_Dokumentauszug_:
In memoriam Walter Toman 28.09.2016
Walter Toman im Leibnizjahr
Von Irmgard Rathsmann-Sponsel und Rudolf Sponsel
2016 wird des 300. Todestages von Leibniz gedacht und wir gedenken zum 13. Mal des Todestags (28.09.2003) von Walter Toman. Da liegt es nahe, eine Verbindung zu suchen. Wie hielt es Toman mit der Differentialrechnung, Mathematik und Wissenschaft? Walter Toman war ein ungewöhnlicher und atypischer Psychoanalytiker mit klarer empirisch-wissenschaftlicher und mathematischer Orientierung, wie die beiden folgenden Zitate eindringlich belegen. Das erste Zitat aus seiner Einführung in die Allgemeine Psychologie I. behandelt den Differentialquotienten am Beispiel des freien Falles. Im zweiten Beispiel befinden wir uns im Herzstück seiner Motivintensitätstheorie.
Differentialrechnung in der Einführung
in die Allgemeine Psychologie Bd. I, S. 12
"Besondere Bedeutung gewann gerade in solchen Zusammenhängen die
von Newton und Leibniz ungefähr zur gleichen Zeit und
unabhängig voneinander erfundene Differential- und Integralrechnung.
Das Konzept des Differentialquotienten gestattet bekanntlich bei Verläufen,
etwa als Kurven, y = f(x), dargestellt, den Verlauf in jedem Punkt der
Kurve zu bestimmen. Die Änderungen des Verlaufs über den Gesamtverlauf,
also über die gesamte Kurve, ergibt einen neuerlichen Verlauf, eine
neue Kurve, die als erste Ableitung bezeichnet wird: y' = f '(x). Von dieser
kann ein neuerlicher Änderungsverlauf, die zweite Ableitung, bestimmt
werden, und so weiter.

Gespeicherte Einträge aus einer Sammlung
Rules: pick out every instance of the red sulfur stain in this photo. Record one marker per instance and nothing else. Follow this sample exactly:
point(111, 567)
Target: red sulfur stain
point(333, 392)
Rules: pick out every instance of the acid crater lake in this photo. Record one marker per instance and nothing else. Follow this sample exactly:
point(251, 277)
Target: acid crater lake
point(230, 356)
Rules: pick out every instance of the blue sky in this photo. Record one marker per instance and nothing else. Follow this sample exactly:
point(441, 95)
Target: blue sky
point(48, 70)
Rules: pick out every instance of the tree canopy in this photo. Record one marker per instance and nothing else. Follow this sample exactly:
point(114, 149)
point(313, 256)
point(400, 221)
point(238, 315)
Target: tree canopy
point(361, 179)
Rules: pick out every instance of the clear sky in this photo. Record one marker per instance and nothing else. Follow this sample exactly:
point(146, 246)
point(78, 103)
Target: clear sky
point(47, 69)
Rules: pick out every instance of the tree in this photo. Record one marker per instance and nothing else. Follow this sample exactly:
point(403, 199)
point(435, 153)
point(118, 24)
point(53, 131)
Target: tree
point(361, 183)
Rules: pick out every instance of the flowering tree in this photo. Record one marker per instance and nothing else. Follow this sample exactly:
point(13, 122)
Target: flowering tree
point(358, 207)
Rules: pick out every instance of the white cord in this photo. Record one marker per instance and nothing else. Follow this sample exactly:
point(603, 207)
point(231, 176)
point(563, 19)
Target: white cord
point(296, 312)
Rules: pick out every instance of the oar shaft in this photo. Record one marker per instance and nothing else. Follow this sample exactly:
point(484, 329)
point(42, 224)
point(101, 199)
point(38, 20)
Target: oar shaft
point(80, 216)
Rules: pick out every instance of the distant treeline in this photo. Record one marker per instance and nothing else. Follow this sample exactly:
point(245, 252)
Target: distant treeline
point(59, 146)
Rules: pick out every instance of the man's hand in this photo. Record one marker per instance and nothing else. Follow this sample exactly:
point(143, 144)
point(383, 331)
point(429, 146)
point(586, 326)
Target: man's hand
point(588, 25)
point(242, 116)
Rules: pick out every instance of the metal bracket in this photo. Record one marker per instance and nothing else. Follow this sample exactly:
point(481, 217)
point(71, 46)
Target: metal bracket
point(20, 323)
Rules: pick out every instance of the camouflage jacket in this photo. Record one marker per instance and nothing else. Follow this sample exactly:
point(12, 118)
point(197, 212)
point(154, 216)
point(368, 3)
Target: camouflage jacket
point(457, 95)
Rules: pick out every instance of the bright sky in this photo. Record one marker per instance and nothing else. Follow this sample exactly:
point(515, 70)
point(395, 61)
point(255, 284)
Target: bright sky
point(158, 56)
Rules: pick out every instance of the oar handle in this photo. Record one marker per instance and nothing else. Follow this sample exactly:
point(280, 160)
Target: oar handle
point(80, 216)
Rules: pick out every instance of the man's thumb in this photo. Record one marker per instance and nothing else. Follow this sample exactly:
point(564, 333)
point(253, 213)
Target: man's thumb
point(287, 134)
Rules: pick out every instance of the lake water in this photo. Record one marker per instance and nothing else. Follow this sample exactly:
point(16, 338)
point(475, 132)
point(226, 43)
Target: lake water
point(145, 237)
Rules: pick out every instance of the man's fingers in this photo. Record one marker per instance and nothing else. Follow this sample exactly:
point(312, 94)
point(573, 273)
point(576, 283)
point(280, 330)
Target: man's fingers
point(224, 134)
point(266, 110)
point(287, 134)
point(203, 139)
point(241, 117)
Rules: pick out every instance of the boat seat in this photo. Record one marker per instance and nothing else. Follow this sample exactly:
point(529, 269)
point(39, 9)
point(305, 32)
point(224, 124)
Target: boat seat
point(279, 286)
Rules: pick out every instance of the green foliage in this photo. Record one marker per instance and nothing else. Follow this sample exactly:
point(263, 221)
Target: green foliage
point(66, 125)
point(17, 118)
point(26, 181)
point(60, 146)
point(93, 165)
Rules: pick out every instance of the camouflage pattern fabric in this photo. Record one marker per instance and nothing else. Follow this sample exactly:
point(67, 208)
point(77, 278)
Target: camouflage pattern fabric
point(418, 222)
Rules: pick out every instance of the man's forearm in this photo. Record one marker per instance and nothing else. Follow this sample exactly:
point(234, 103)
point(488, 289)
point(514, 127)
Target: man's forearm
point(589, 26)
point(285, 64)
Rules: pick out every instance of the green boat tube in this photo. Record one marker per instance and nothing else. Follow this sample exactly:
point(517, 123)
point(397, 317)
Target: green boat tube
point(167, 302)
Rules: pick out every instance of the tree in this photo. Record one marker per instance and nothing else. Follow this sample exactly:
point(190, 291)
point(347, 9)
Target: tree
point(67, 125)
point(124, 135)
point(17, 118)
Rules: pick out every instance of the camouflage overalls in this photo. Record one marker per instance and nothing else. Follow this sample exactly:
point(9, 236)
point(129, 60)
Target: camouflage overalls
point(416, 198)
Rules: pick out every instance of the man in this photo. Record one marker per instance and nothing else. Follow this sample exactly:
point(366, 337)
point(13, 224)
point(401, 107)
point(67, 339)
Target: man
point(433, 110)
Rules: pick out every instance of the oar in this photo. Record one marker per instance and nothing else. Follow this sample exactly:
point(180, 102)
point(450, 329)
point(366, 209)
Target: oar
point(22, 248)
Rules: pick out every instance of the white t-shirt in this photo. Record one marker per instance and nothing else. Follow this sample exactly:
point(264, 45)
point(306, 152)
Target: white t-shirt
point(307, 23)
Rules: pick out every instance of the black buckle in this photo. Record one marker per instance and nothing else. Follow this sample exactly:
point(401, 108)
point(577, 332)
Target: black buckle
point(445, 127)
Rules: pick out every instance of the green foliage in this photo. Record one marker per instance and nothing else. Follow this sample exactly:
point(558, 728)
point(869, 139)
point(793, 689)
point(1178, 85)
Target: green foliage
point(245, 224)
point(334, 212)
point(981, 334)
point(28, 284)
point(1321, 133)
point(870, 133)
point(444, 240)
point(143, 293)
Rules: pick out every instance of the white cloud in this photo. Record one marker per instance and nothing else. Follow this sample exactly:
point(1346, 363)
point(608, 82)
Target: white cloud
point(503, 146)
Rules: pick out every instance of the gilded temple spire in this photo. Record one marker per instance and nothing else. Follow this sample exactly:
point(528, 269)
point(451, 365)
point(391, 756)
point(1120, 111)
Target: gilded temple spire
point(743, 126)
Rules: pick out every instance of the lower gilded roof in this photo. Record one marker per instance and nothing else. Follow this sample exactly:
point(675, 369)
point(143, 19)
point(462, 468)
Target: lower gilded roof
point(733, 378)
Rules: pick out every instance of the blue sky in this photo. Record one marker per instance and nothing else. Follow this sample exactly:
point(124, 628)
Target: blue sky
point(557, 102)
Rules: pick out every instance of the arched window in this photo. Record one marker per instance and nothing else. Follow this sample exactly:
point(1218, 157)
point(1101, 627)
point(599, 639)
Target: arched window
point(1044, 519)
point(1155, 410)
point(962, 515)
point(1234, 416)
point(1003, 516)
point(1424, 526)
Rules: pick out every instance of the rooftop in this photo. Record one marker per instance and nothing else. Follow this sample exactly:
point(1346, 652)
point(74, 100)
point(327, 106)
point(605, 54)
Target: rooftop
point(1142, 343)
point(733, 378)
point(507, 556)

_Zu erledigende Aufgaben_:
- 1) Übersetze diesen Satz aus dem Text über Walter Toman ins Englische: „Walter Toman war ein ungewöhnlicher und atypischer Psychoanalytiker mit klarer empirisch-wissenschaftlicher und mathematischer Orientierung, wie die beiden folgenden Zitate eindringlich belegen.“
- 2) Führe den Text über Walter Toman im Anschluss an seinen letzten Satz weiter.

_Antworten zur Übung_:
- 1) Walter Toman was an unusual and atypical psychoanalyst with a clear empirical-scientific and mathematical orientation, as the two following quotations compellingly demonstrate.

- 2)
So ist etwa der freie Fall eines Körpers in einem Schwerefeld
beschrieben durch s = (g/2) (t2), wobei s der Gesamtweg in der
Zeit t, t die Zeit, während der auf den Körper die Schwerkraft
einwirkt, und g die dauernd wirksame Schwerkraftkonstante ist. Der vom
fallenden Körper zurückgelegte Weg wächst danach mit dem
Quadrat der Zeit. Die erste Ableitung ds/dt = (g/2) 2t = gt. Sie stellt
die Geschwindigkeit des Körpers in jedem beliebigen Punkt der Fallstrecke
dar. Sie ist eine Gerade mit der Neigung g zur t-Achse. Die zweite Ableitung
d(ds/dt)/dt = gt0 = g. Sie stellt die in jedem Punkt der Fallstrecke
gleichmäßig wirksame Beschleunigung dar. Sie ist kon-[>13] stant,
denn eine dritte Ableitung würde 0 ergeben. Die zweite Ableitung ist
eine horizontale Gerade (siehe Abb. 2)."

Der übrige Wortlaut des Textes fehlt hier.